WRITTEN TASK →
Pick out every line of the material that contains the string "front", and copy each one. Matching is case-sensitive.

Object position labeling entries →
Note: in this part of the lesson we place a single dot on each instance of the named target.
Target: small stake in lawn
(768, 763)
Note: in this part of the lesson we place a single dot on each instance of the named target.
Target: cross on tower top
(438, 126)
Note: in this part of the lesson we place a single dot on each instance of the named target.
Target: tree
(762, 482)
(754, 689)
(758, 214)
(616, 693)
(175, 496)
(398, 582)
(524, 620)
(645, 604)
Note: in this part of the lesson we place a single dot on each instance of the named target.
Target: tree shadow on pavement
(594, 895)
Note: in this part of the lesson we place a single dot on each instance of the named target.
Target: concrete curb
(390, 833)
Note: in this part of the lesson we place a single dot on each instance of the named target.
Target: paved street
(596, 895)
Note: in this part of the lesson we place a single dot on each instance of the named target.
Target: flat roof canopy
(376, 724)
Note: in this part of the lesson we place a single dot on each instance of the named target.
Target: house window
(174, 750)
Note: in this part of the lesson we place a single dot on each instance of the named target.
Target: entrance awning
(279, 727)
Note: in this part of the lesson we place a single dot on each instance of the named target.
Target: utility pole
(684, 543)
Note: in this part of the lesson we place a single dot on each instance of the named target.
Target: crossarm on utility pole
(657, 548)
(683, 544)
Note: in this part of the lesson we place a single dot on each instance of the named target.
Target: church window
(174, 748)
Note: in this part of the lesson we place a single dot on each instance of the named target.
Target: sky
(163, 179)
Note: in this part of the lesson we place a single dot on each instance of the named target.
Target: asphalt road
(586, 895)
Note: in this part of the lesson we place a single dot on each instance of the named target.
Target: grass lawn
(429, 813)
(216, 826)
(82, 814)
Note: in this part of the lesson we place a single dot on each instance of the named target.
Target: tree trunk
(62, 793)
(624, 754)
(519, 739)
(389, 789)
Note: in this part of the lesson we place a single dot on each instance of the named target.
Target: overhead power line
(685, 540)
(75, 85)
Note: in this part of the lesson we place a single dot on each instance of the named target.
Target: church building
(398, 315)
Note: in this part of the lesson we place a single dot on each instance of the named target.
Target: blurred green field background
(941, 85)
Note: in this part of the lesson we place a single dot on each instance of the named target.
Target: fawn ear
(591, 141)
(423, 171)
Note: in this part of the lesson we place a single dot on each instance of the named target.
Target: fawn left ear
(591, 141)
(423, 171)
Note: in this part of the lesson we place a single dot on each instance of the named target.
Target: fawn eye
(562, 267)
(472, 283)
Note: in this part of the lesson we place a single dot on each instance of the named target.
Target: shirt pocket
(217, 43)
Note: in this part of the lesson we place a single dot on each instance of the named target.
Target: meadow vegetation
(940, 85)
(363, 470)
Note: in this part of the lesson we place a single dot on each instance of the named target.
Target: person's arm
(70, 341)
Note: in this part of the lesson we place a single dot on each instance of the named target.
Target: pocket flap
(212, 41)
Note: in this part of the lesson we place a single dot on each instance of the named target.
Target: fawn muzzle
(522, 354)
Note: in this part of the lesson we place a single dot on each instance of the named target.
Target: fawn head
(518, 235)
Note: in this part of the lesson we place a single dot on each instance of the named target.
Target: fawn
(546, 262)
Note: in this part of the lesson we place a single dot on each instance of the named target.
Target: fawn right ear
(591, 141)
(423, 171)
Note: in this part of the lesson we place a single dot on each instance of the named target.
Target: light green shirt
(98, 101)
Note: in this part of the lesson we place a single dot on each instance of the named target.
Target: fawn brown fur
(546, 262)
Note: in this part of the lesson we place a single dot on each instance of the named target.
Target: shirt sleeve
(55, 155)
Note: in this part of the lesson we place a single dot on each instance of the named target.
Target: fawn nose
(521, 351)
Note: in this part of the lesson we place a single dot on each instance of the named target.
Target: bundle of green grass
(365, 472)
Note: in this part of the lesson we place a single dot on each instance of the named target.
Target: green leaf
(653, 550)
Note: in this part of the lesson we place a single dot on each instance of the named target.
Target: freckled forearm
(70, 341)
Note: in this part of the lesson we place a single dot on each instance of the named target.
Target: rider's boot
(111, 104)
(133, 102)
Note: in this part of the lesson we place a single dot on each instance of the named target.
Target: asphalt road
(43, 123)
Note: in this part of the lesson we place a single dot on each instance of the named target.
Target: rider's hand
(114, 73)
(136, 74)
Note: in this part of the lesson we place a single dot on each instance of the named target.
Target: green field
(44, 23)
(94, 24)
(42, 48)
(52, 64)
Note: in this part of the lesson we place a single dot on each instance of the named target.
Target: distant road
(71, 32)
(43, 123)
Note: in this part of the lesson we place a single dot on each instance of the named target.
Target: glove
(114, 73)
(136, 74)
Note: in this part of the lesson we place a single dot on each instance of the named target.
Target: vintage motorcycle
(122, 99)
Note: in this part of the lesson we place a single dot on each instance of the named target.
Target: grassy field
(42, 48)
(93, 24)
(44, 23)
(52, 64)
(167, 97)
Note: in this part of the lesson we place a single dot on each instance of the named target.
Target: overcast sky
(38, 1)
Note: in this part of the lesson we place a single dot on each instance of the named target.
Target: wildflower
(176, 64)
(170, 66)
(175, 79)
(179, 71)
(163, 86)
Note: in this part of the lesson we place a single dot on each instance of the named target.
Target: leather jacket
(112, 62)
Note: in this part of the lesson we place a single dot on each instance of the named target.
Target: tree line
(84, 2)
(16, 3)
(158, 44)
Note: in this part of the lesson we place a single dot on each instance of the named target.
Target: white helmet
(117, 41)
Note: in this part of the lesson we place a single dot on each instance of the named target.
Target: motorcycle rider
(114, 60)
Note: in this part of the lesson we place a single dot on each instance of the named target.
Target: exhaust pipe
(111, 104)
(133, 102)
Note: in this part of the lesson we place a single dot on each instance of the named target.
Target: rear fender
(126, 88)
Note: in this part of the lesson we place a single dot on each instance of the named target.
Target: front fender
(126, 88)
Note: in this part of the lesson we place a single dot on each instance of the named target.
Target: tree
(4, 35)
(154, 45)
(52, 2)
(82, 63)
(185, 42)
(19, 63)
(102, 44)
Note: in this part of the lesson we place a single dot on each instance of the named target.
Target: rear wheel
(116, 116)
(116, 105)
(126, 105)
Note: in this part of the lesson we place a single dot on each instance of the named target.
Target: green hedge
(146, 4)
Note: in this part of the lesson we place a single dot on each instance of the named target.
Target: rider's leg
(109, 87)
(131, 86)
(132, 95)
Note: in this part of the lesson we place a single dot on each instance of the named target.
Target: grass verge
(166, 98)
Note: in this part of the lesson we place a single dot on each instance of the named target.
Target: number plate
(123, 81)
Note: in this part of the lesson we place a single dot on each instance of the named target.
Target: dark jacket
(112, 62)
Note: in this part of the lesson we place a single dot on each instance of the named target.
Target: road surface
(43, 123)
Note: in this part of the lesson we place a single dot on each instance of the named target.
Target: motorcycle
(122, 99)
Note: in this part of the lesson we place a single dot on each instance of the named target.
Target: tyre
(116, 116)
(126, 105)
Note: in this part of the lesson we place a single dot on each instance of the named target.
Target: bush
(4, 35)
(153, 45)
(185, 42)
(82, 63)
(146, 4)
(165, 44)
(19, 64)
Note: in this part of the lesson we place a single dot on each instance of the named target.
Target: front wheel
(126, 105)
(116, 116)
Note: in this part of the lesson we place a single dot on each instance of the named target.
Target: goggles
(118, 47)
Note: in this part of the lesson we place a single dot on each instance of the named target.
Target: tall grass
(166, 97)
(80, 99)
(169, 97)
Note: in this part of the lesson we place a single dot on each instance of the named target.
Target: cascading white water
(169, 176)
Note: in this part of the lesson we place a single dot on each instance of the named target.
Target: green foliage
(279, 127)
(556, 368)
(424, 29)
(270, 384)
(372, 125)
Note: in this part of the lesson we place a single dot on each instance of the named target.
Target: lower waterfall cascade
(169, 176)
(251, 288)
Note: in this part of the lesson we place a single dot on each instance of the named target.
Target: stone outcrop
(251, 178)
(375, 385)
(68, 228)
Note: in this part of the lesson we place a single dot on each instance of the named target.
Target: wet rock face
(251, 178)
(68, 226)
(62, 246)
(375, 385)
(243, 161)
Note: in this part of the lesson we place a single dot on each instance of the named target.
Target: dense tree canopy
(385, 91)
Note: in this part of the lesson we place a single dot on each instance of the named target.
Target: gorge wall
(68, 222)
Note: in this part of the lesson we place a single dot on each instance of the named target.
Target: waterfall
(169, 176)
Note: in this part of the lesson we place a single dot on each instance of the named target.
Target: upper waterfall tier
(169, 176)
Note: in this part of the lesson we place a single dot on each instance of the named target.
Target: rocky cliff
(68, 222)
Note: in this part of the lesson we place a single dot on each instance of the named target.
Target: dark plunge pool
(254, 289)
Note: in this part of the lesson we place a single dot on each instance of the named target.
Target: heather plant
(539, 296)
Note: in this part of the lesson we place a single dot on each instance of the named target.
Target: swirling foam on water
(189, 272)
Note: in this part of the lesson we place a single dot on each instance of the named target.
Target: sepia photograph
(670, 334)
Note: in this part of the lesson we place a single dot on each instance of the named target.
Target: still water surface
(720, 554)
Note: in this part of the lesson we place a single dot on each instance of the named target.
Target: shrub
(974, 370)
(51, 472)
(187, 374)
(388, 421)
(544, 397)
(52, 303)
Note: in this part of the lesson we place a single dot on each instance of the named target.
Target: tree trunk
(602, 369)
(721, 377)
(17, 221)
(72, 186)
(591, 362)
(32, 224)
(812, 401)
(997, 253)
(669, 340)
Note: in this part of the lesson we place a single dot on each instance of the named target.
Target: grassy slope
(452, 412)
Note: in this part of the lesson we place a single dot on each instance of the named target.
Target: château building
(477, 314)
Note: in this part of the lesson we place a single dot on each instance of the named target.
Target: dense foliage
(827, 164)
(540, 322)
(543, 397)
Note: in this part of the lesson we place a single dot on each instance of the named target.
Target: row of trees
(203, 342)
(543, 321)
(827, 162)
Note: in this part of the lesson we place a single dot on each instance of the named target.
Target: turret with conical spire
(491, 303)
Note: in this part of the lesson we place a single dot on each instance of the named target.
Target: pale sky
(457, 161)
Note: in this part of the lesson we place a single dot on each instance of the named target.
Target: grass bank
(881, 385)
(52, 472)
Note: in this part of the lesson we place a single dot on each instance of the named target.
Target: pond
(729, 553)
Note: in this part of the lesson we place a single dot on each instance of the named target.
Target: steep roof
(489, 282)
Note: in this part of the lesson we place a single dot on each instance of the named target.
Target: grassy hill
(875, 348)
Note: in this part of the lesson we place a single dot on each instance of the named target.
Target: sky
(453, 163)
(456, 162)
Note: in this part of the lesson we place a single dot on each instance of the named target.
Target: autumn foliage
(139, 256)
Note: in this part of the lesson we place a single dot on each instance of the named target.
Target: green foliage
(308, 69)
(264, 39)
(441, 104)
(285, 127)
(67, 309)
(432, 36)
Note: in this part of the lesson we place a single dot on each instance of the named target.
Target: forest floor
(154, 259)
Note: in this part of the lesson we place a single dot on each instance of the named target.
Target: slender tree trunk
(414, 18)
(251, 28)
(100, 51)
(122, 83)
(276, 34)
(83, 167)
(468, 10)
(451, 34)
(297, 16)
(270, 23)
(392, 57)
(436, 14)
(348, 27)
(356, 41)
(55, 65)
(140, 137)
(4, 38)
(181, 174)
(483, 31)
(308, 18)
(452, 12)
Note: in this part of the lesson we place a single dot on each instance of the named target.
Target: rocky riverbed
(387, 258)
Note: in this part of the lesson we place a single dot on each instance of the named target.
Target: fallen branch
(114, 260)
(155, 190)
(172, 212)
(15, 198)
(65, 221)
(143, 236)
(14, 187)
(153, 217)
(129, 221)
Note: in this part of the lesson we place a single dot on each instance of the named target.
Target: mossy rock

SOLUTION TO THIS PROBLEM →
Target: front fender
Target: front wheel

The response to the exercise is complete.